*PROBLEM TO SOLVE:*
Below is a block of records; return all of them exactly, but without the images.

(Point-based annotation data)
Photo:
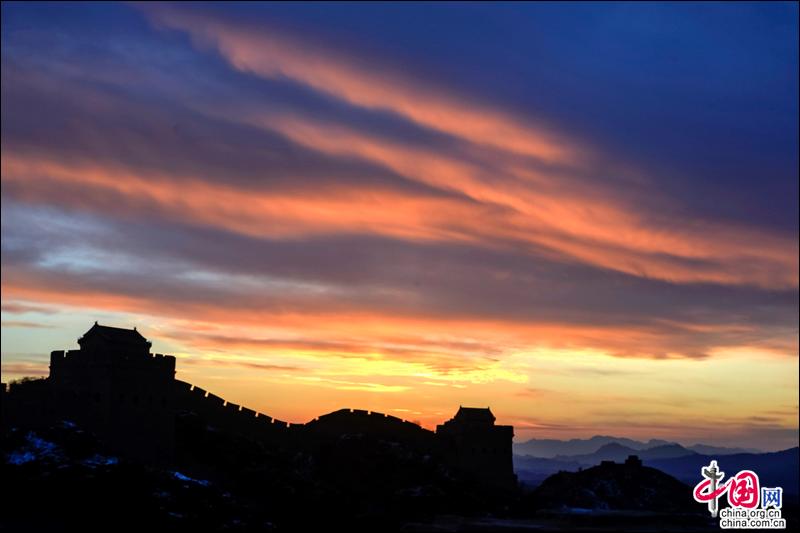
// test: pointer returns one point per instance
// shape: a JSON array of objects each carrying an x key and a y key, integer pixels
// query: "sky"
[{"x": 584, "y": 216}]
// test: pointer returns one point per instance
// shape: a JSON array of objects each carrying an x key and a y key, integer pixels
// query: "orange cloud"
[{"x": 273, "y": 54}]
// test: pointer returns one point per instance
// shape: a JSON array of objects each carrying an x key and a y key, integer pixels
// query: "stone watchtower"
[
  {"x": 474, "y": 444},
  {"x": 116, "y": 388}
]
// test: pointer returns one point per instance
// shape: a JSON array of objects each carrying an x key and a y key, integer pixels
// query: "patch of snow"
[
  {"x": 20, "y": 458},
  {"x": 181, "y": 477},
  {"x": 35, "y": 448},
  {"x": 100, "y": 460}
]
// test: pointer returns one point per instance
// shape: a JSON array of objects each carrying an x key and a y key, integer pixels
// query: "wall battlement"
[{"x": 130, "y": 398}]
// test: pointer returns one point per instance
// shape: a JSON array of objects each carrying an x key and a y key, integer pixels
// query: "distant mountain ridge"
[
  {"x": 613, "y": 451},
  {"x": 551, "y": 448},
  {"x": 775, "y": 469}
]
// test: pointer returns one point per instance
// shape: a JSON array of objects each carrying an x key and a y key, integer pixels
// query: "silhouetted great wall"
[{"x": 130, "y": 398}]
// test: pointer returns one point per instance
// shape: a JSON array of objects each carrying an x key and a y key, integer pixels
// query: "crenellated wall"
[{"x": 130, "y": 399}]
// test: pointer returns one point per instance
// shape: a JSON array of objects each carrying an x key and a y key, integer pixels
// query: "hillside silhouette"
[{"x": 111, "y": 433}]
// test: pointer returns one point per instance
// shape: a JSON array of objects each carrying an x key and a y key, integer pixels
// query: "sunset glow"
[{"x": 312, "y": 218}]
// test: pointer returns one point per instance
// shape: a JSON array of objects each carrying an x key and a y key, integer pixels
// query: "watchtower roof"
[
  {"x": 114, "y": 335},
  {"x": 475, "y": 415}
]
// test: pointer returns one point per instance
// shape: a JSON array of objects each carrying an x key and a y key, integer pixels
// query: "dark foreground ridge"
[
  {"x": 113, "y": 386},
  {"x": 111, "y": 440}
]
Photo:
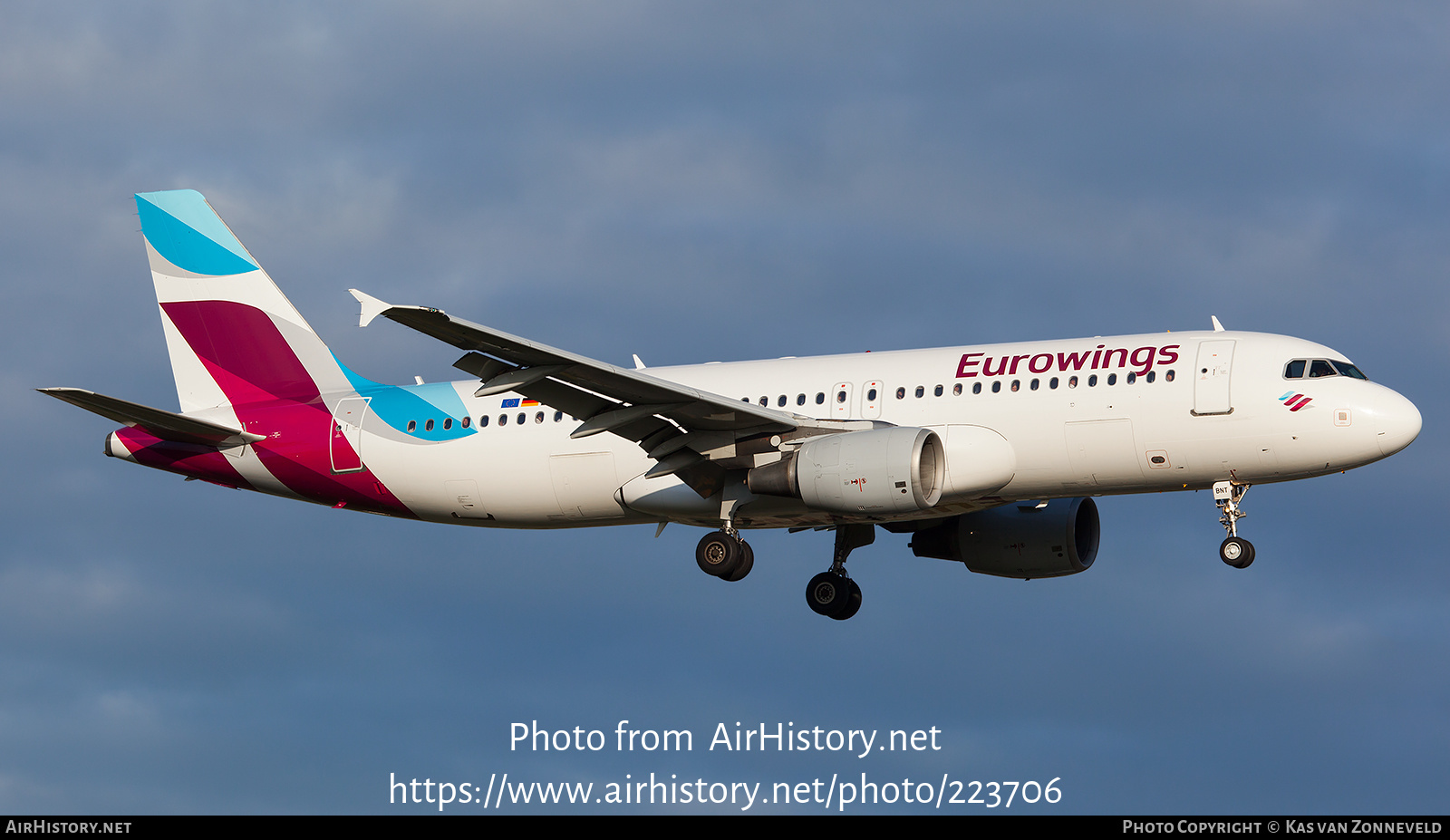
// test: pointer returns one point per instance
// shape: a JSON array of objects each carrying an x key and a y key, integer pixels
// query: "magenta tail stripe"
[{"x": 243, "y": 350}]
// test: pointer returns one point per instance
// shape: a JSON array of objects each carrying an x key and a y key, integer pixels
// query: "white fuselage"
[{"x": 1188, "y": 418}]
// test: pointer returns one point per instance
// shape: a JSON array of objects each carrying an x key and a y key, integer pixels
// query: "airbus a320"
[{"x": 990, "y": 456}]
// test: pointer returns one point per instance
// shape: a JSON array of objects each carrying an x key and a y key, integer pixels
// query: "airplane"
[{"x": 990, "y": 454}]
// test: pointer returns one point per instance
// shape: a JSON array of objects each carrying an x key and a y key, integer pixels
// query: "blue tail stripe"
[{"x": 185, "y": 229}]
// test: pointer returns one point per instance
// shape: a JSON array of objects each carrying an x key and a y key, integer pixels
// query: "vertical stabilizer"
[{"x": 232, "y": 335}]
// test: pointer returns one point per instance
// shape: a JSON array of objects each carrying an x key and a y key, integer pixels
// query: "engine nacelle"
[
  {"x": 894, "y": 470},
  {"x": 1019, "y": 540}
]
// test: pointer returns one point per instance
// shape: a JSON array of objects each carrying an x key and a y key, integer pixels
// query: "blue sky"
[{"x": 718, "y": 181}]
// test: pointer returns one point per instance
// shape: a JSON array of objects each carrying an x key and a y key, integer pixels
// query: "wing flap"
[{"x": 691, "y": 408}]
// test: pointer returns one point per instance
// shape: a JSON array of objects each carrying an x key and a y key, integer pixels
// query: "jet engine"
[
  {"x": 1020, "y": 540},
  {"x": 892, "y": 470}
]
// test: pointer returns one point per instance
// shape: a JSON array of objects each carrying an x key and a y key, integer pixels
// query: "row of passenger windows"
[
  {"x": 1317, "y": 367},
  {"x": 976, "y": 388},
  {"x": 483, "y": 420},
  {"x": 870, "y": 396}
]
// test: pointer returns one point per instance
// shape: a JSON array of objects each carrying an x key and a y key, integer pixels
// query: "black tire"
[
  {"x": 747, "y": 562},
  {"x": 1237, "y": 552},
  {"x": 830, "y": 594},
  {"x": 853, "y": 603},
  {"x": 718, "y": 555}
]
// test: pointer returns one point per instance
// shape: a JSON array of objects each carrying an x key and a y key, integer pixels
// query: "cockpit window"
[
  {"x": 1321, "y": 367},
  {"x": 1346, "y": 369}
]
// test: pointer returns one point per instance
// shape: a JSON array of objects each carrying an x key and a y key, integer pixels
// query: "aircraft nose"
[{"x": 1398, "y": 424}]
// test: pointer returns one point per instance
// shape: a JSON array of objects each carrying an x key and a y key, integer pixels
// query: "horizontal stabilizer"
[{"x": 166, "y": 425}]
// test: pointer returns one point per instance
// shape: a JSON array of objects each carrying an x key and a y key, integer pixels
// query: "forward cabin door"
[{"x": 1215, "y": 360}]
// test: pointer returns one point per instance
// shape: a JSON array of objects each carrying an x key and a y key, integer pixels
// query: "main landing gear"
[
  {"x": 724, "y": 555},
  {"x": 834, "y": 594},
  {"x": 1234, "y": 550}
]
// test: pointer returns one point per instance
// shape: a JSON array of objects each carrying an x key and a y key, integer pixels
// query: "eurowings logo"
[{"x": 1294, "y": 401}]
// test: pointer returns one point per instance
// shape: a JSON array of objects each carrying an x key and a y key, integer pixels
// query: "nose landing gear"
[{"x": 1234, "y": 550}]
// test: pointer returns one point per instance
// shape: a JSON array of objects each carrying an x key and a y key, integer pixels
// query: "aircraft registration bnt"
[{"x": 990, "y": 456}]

*FULL ANSWER:*
Photo:
// test: pointer returns one point per instance
// shape: a JSON array of objects each carrying an x key and a y key, integer pixels
// query: "sky"
[{"x": 584, "y": 216}]
// test: pointer returns one point per instance
// shape: a JSON array of objects each carrying an x key and a y key, integer pixels
// query: "orange cloud"
[{"x": 273, "y": 54}]
// test: pointer returns one point per instance
// shape: a JSON array of objects each carrying an x key and a y key, integer pixels
// query: "stone watchtower"
[
  {"x": 474, "y": 444},
  {"x": 116, "y": 388}
]
// test: pointer returns one point per instance
// shape: a JSON array of objects each carrying an x key and a y key, integer pixels
// query: "patch of snow"
[
  {"x": 20, "y": 458},
  {"x": 181, "y": 477},
  {"x": 35, "y": 448},
  {"x": 100, "y": 460}
]
// test: pointer returns one point per instance
// shape: a JSON array of objects each carrying an x key and a y key, integer pixels
// query: "wall battlement"
[{"x": 130, "y": 398}]
// test: pointer returns one point per instance
// shape: a JSON array of objects each carrying an x key and a y key, integer pixels
// query: "distant mountain ridge"
[
  {"x": 613, "y": 451},
  {"x": 551, "y": 448},
  {"x": 775, "y": 469}
]
// test: pointer returns one point per instance
// shape: a JSON array of objects each carrying an x key and a y key, integer pixels
// query: "silhouetted great wall"
[{"x": 130, "y": 398}]
// test: pointer returns one point per instance
// shape: a JSON array of objects each carrying an x key and a y key, integer pixels
// query: "crenellated wall"
[{"x": 130, "y": 399}]
// test: pointer returns one point per instance
// shape: a JSON array of objects each carrying an x key and a y key, integer pixels
// query: "hillside silhouette"
[{"x": 111, "y": 433}]
// test: pointer returns one point per instance
// shape: a JSON array of objects each carrying an x key and a y key, integer pixels
// query: "sunset glow"
[{"x": 312, "y": 218}]
// test: pointer returns one point per instance
// shape: a JSON array of objects each carrying an x key and a y key, integer pixels
// query: "watchtower roof"
[
  {"x": 114, "y": 335},
  {"x": 475, "y": 415}
]
// test: pointer returns one point per instance
// shape: a JSON array of objects each carrying an x key and a y key, integer pixels
// query: "dark foreground ridge"
[
  {"x": 113, "y": 386},
  {"x": 111, "y": 440}
]
Photo:
// test: pointer returns one point per instance
// shape: a JSON array of objects each carrying an x key and a y key, integer pixels
// query: "magenta tail stripe"
[{"x": 243, "y": 350}]
// test: pointer returns one point per instance
// shape: a JSON array of objects each carrying an x key and a y key, integer pixels
// query: "white fuselage"
[{"x": 1188, "y": 418}]
// test: pointer returns one point per instance
// shape: a JSON array of objects each carrying an x key and a y key, integer pixels
// query: "airbus a320"
[{"x": 990, "y": 456}]
// test: pointer returns one point per instance
// shape: a JSON array of objects each carrying an x key and a y key, integer pixels
// query: "airplane"
[{"x": 990, "y": 454}]
// test: pointer returns one point per instance
// shape: a JSON array of objects each carrying an x key and a y key, integer pixels
// query: "blue tail stripe"
[{"x": 185, "y": 229}]
// test: pointer returns one point per instance
// shape: a JSON array of objects each carrying an x key and a y key, integer pixels
// query: "vertical stabilizer"
[{"x": 232, "y": 335}]
// test: pointer returns one point per instance
// shape: a JSON array of objects each carrying an x key and a y key, integer pixels
// query: "engine nacelle"
[
  {"x": 894, "y": 470},
  {"x": 1019, "y": 540}
]
// test: pointer returns one point per instance
// shape: a JSON array of objects each carrying an x key and a y key, integer pixels
// query: "blue sky"
[{"x": 718, "y": 181}]
// test: pointer returns one point per instance
// shape: a JSON array of objects each carrying an x key and a y key, integer pixels
// query: "wing flap"
[{"x": 691, "y": 408}]
// test: pointer returns one point per instance
// shape: a JSON array of objects each carrying an x key and a y key, integer pixels
// query: "jet engine"
[
  {"x": 1020, "y": 540},
  {"x": 892, "y": 470}
]
// test: pointer returns one point per instance
// shape: a JSON array of objects each carrying an x key and a y key, integer pixels
// query: "row of passenger windows"
[
  {"x": 1317, "y": 367},
  {"x": 976, "y": 388},
  {"x": 483, "y": 420},
  {"x": 870, "y": 396}
]
// test: pointer returns one point per instance
// shape: a JSON array of objects each carrying an x key and a y key, integer pixels
// query: "black tire"
[
  {"x": 747, "y": 562},
  {"x": 1237, "y": 552},
  {"x": 830, "y": 594},
  {"x": 853, "y": 603},
  {"x": 718, "y": 555}
]
// test: pointer returns one point per instance
// shape: a JSON array of objects each carrying an x key and a y key, integer pixels
// query: "cockpit window"
[
  {"x": 1321, "y": 367},
  {"x": 1346, "y": 369}
]
// test: pointer returns one point per instance
// shape: a JSON array of objects each carrying an x key and a y key, integer pixels
// query: "aircraft nose"
[{"x": 1398, "y": 424}]
// test: pointer returns one point per instance
// shape: a JSON array of objects each carrying an x key and a y key, integer pixels
// query: "horizontal stabilizer"
[{"x": 166, "y": 425}]
// test: pointer returns one point per instance
// shape: a JSON array of objects each carrying an x key and a y key, integer pixels
// query: "forward cabin door"
[{"x": 1215, "y": 360}]
// test: pointer returns one point per instance
// shape: a JSON array of objects each carrying an x key and a y key, integer pixels
// query: "main landing gear"
[
  {"x": 724, "y": 555},
  {"x": 834, "y": 594},
  {"x": 1234, "y": 550}
]
// test: pointer returns one point per instance
// shape: a JSON array of objects each carrying an x key and a y key, integer pixels
// query: "eurowings logo"
[{"x": 1294, "y": 401}]
// test: pointer returns one point per instance
// shape: a JSON array of objects each carrying an x key and a y key, integer pixels
// query: "nose landing gear"
[{"x": 1234, "y": 550}]
// test: pointer returns one point per instance
// shape: a JSON array of objects each carrying an x key and a y key, integer pixels
// query: "aircraft registration bnt"
[{"x": 990, "y": 456}]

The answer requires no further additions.